+++ MATERIAL FOR THIS EXERCISE
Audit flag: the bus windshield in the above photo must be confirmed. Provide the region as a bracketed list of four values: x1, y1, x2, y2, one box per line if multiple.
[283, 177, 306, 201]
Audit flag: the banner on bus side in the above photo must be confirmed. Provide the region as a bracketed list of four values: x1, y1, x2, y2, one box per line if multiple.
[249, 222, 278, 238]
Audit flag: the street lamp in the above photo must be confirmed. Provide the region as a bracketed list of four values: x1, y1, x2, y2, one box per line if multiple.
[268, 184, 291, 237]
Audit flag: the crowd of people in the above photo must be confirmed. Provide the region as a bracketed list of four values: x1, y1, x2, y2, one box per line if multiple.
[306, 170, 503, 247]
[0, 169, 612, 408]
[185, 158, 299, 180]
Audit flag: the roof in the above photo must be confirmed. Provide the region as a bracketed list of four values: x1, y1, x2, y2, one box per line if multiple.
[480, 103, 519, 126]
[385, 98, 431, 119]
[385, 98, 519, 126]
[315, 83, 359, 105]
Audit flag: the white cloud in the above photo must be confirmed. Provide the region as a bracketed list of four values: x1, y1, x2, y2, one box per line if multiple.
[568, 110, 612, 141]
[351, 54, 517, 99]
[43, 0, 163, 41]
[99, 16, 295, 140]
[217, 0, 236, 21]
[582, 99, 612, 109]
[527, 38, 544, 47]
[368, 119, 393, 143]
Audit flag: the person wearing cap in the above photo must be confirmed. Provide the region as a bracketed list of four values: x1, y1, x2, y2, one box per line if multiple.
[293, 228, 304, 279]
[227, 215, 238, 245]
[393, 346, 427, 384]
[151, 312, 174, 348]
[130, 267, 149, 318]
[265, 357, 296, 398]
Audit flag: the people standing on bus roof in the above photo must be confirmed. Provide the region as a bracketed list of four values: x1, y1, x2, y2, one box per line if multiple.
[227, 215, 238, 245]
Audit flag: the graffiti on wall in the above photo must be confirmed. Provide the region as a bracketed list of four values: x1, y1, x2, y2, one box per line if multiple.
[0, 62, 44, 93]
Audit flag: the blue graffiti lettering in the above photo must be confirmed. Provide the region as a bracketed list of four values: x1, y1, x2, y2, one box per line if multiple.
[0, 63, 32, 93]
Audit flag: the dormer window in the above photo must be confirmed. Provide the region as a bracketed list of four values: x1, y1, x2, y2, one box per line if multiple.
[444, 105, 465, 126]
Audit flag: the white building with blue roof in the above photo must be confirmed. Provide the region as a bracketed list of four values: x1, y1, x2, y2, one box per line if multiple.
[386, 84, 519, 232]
++++++
— WHAT THE TASK REQUIRES —
Collect every line of the listing above that contains the word "white", and copy each such line in full.

— SOLUTION FOR THIS PROBLEM —
Audit flag: the white cloud in the above photo must be confirmed. Provide the region as a bracketed list of four values: x1, y1, x2, y2, one box per line if multiple.
Audit flag: the white building with blue roof in the above photo must be confirmed. Provide the region as a bracketed list of four values: x1, y1, x2, y2, one box per line if multiple.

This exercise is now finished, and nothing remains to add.